### WHAT YOU ARE ASKED TO DO:
Identify each line in the listing below that contains the word "background" and copy every such line in full.
++++++
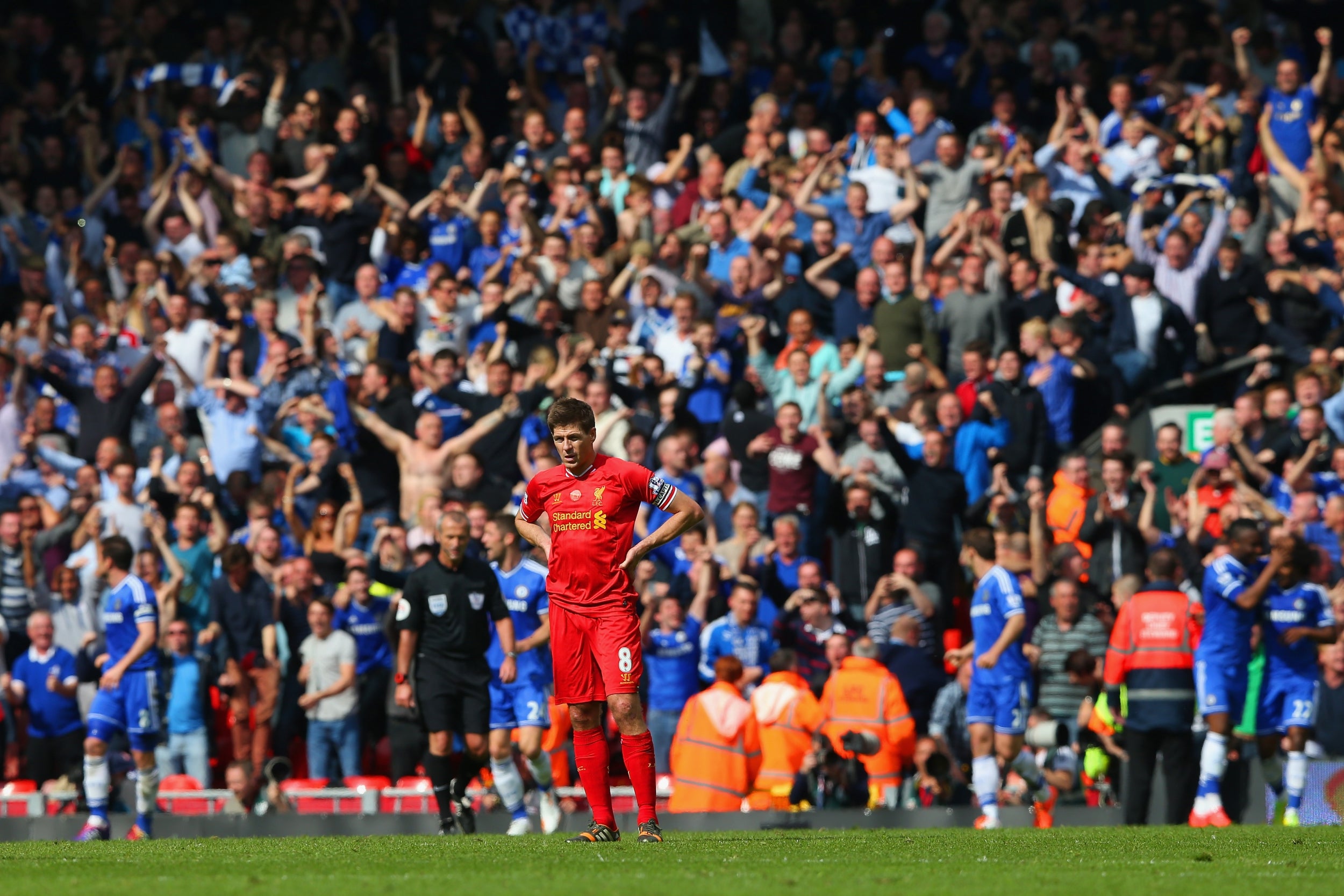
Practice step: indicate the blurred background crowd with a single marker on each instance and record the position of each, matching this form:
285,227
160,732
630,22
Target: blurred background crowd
280,284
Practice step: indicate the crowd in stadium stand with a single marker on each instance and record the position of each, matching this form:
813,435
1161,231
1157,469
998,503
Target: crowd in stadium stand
281,284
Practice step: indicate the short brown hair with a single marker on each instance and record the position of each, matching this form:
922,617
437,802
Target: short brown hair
727,669
570,412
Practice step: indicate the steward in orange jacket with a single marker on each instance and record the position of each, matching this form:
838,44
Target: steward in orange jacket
863,696
717,749
787,714
1066,508
1152,655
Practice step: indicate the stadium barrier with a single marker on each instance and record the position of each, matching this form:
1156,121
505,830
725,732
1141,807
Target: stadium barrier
53,828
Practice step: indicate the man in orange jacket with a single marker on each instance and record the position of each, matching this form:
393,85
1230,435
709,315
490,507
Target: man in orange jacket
717,749
1066,508
863,696
787,714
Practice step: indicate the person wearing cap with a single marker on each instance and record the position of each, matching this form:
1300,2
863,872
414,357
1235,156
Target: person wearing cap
1143,316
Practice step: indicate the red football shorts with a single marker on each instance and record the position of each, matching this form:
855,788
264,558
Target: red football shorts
595,656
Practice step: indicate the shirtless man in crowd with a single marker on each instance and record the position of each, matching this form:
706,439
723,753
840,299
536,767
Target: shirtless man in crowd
425,458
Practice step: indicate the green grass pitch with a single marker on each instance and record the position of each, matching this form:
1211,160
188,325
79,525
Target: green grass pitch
832,863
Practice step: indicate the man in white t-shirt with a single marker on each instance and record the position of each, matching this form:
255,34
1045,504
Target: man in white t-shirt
885,187
178,238
187,343
330,696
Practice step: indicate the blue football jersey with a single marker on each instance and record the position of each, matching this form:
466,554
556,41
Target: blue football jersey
525,593
1227,628
689,484
1302,605
998,599
364,623
124,609
670,665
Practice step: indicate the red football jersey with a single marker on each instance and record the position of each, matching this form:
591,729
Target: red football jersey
592,529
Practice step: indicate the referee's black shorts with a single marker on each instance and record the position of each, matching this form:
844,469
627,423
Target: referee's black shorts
453,695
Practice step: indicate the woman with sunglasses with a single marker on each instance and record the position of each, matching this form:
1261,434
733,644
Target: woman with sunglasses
334,529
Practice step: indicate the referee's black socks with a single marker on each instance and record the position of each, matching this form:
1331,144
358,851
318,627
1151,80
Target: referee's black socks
440,770
468,768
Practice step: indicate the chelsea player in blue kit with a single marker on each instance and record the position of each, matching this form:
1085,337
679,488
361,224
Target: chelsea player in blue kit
1234,586
127,698
1000,684
1295,617
526,701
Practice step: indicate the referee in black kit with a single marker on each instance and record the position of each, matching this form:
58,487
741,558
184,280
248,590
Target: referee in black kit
444,622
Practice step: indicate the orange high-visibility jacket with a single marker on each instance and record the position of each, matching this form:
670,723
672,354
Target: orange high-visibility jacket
787,714
1066,508
863,696
1152,653
716,752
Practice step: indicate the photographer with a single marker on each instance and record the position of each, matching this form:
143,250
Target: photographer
1047,741
827,779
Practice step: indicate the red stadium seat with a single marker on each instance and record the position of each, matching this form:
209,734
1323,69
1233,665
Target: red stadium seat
179,782
303,784
421,802
14,798
190,805
308,805
312,804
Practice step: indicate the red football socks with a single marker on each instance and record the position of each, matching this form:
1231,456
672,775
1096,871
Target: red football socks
638,751
593,757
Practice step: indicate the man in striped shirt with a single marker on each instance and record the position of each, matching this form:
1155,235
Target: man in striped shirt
17,598
1179,265
1055,637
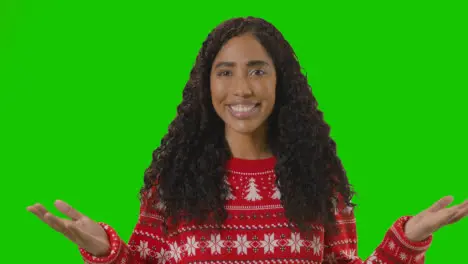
++++++
### TASK OUTPUT:
Practice step: indicate the blurred background crowd with a single marker on each instance and record the position of each, matching this form:
Target: blurred background crowd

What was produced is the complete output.